## Text shown
Without HORA_EXEC_DIR, a config declaring an exec monitor fails at load - and hora doctor verifies the directory and that every configured plugin is actually present.

Exec monitors take no target, are excluded from multi-vantage confirmation (a local check has no remote vantage), and their failure detail collapses to “plugin check failed” for anonymous viewers unless public_error_detail opts in - plugin output names devices and container ids.

No target - the job calls Hora. Down when no ping arrives within interval_secs:

Terminal window
curl -fsS -X POST -H "X-Push-Token: ${BACKUP_TOKEN}" \
"https://status.example.com/api/push/nightly-backup"

The cron-aware variant declares when the job runs, and alerts only when a scheduled run misses its grace window - a 03:00 backup pinging at 03:05 is fine, one still silent at 03:30 + grace is down:

[[monitors]]
id = "nightly-backup"
name = "Nightly backup"
kind = "push"
interval_secs = 60 # with `schedule`, just the re-evaluation cadence
push_token = "${BACKUP_TOKEN}"

## Problems to work on
A) In the Hora monitoring excerpt, what happens to a config that declares an exec monitor when HORA_EXEC_DIR is not set?
B) Retype the portion of the Hora monitoring excerpt starting at "Without HORA_EXEC_DIR, a" and ending at "and container ids.".

## Point localization data
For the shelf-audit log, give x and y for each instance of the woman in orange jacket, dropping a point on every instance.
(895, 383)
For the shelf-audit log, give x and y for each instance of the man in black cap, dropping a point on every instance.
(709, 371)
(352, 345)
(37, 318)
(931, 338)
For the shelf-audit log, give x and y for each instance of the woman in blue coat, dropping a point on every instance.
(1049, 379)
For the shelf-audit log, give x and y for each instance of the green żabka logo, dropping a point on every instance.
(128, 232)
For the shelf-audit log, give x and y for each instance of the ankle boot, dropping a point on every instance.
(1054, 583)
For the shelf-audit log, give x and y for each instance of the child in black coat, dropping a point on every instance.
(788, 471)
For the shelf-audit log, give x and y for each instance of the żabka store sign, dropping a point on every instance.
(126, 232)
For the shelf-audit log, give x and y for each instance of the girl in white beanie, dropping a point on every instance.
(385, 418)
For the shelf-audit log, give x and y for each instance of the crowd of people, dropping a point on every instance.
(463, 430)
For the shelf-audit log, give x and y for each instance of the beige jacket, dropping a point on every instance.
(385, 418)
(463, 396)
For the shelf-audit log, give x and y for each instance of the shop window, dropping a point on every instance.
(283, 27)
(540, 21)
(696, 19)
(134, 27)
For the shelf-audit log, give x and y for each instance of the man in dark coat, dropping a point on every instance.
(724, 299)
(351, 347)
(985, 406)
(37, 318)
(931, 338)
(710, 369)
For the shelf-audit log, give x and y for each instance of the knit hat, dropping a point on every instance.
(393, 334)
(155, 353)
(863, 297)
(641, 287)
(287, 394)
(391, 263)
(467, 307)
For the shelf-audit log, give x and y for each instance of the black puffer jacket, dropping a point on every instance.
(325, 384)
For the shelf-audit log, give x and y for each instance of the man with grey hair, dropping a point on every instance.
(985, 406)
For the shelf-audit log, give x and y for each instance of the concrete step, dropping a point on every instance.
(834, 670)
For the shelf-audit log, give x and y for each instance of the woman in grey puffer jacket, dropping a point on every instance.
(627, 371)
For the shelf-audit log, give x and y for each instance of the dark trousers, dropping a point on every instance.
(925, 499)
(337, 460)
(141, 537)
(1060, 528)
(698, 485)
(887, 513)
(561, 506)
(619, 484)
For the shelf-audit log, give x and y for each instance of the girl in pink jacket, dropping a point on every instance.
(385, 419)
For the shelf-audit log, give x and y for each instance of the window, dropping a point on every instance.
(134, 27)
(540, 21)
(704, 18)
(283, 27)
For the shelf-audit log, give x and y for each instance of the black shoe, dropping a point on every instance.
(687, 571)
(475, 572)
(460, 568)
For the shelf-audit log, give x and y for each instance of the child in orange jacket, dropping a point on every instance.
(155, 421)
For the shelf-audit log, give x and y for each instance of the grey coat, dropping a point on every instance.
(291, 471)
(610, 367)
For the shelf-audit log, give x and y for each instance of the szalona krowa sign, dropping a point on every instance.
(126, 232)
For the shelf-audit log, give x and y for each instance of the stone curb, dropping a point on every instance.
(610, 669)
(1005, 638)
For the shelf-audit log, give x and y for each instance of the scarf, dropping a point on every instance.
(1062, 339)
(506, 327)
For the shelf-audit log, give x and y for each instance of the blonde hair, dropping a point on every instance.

## Responses
A) It fails at load.

B)
Without HORA_EXEC_DIR, a config declaring an exec monitor fails at load - and hora doctor verifies the directory and that every configured plugin is actually present.

Exec monitors take no target, are excluded from multi-vantage confirmation (a local check has no remote vantage), and their failure detail collapses to “plugin check failed” for anonymous viewers unless public_error_detail opts in - plugin output names devices and container ids.